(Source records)
#####

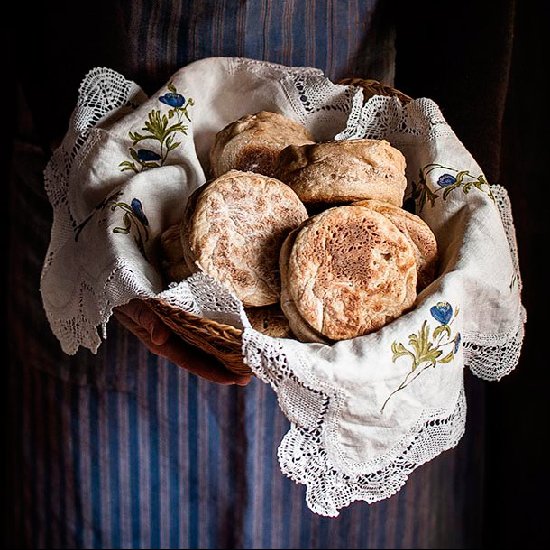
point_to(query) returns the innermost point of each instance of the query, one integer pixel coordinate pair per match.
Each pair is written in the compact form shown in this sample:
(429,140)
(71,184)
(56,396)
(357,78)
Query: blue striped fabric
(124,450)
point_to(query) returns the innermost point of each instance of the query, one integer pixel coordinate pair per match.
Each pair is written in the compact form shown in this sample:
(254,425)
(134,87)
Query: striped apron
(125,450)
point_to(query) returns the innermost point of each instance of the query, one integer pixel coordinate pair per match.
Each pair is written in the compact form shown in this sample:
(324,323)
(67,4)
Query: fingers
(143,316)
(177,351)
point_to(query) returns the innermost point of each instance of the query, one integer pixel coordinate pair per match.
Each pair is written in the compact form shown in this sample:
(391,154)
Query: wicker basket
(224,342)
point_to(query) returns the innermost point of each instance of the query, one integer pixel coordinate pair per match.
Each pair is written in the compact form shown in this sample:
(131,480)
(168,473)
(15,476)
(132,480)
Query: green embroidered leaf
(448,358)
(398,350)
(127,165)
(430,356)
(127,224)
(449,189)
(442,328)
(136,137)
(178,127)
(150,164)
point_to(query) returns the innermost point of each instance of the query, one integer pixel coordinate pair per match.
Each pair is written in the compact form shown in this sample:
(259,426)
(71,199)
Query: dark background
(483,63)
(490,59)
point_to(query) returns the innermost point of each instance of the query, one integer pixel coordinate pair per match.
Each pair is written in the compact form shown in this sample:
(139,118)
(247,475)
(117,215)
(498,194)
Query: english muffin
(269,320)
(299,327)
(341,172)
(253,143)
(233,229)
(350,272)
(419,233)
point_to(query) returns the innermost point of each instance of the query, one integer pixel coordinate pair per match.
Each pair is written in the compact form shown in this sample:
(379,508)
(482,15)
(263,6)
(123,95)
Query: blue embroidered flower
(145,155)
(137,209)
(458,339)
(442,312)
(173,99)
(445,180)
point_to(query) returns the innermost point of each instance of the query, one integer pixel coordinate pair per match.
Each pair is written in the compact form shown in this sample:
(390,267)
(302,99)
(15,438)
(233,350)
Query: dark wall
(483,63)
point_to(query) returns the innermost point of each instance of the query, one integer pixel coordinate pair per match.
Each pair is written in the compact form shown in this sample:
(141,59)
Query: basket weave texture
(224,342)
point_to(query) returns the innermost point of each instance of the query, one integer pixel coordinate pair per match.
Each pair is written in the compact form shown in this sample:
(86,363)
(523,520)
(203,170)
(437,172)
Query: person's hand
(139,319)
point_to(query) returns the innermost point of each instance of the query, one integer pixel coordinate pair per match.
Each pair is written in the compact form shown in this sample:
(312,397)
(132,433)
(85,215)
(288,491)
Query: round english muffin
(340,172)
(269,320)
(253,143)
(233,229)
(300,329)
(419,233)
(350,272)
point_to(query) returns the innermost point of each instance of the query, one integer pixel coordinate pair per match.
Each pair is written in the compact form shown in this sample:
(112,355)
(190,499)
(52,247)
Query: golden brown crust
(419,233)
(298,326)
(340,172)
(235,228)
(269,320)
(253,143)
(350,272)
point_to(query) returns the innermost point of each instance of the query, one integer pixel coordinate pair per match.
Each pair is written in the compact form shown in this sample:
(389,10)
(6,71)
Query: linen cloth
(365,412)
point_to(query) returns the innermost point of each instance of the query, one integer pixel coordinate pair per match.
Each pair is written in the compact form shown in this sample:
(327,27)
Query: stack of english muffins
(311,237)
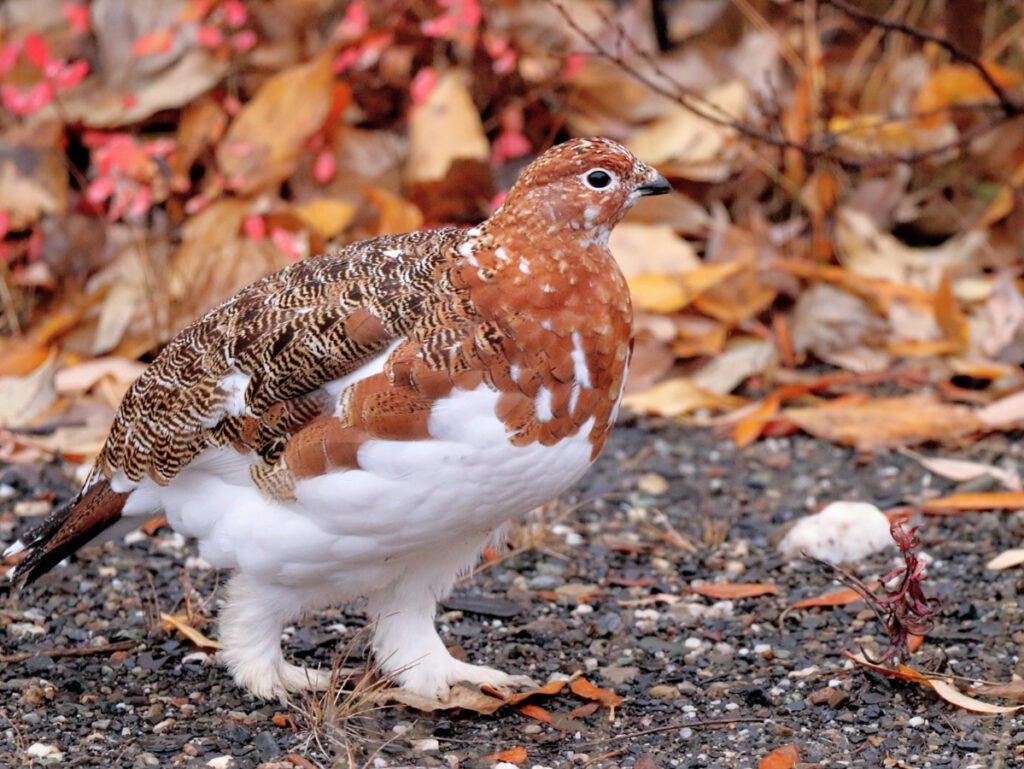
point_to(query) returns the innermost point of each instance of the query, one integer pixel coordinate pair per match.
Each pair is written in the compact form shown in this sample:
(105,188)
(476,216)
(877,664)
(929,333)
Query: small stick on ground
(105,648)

#####

▸ DIRECTIVE: The records above are to be reproduced exactly; the pictures are to be left out.

▸ PROBLEM SOLUTION:
point_to(query) returns the innermost point of each instance of the query, one integer pixel coordinate pair per match.
Each pair is written in the compact form shown in this sample:
(429,140)
(71,184)
(56,396)
(357,78)
Query: blue striped fabric
(124,450)
point_to(query) returns the innermost point of each instance of the query, one integer pixel coordinate pair per match.
Each pair is written in the compact form shown in this sample:
(254,425)
(134,87)
Query: striped apron
(125,450)
point_to(query) returns the innermost point of each instance of the query, one integer pixel coordinate pair per match.
Each pair is written in the compact form shown in this sample:
(324,323)
(67,4)
Query: fingers
(143,316)
(177,351)
point_to(query) returns the innermost point of each instance of the query, one integer pixel coordinate pair per match.
Each pair is written in the compact form shown in this sample:
(391,154)
Query: wicker basket
(224,342)
point_to(query) returns the innermost point of each instance of the query, one integer pixel coordinate pair per match.
Each pair is written in the compact form shown in this sample:
(131,480)
(168,473)
(15,476)
(132,480)
Query: green embroidered leaf
(448,358)
(398,350)
(127,165)
(430,356)
(127,224)
(449,189)
(442,328)
(136,137)
(178,127)
(150,164)
point_to(query) returns the innermost point of each instance of the query, one integer pixel coordinate pair per match.
Each pair is written in the compact form shown in this sample:
(259,426)
(71,199)
Query: dark background
(483,63)
(490,59)
point_to(query) returns the innermost point of each instance of the query, one integer pixel coordinate pair per match.
Each pair is written in the compact form shown in this sample:
(139,118)
(247,475)
(117,215)
(498,194)
Query: english muffin
(269,320)
(299,327)
(341,172)
(253,143)
(233,229)
(350,272)
(419,233)
point_to(query) returns the innermost point of each instance of the query, one integer pixel coordinate pair per match.
Each pair is written in the compact form shown in this sample:
(379,508)
(482,15)
(263,6)
(123,95)
Query: blue embroidered flower
(145,155)
(137,209)
(458,339)
(442,312)
(173,99)
(445,180)
point_to(query) returns the innermost point of each instance of the query, one integer pixel coordinate pair per match.
Each pair is written in the compact form shown in this sample:
(390,267)
(302,99)
(15,438)
(233,350)
Query: dark wall
(483,63)
point_to(query) returns the innermost point of each instance of the query, one integer pixel coordinate pair per match.
Each pair is written in the compact form shown in this sample:
(141,59)
Query: basket weave texture
(224,342)
point_to(query) returns the innermost point of each instance of the query, one integer pixel coordinate pair per match.
Each pair is written in the compact form shown in this sample:
(86,363)
(523,520)
(203,170)
(437,172)
Query: person's hand
(139,319)
point_to(query) returns the innermost point of each instance of the query, one integer pixel coordinate pair per match.
Each pair is written in the compact form shown in this sample:
(312,397)
(132,433)
(85,215)
(288,491)
Query: round english muffin
(340,172)
(269,320)
(253,143)
(233,229)
(300,329)
(419,233)
(350,272)
point_to(query) returns the innermost point of each instance of the query, one integer pixel coordinate pair per match.
Each pair is written in the compact form shown in this sample:
(112,355)
(190,499)
(52,247)
Query: golden brown crust
(419,233)
(298,326)
(340,172)
(235,228)
(269,320)
(253,143)
(350,272)
point_to(query) returns the innermost point of each instance of the query, one integer pixel coordinate pair per match.
Each pair is written in the compact form shown in this sample:
(389,10)
(6,71)
Query: linen cloth
(365,412)
point_to(query) returns the innermost point of each instance of the query, one integer pixel coordinate pair per match.
Each pair is written in the compact form shown in this sample:
(327,27)
Query: stack of english muffins
(311,237)
point_to(query) returns the innermost point of each instance of the query, one integer pixel coordinate pair per match.
Each pair is written in the compact form shown in this sample:
(105,188)
(476,216)
(877,664)
(929,333)
Query: small stick on ground
(105,648)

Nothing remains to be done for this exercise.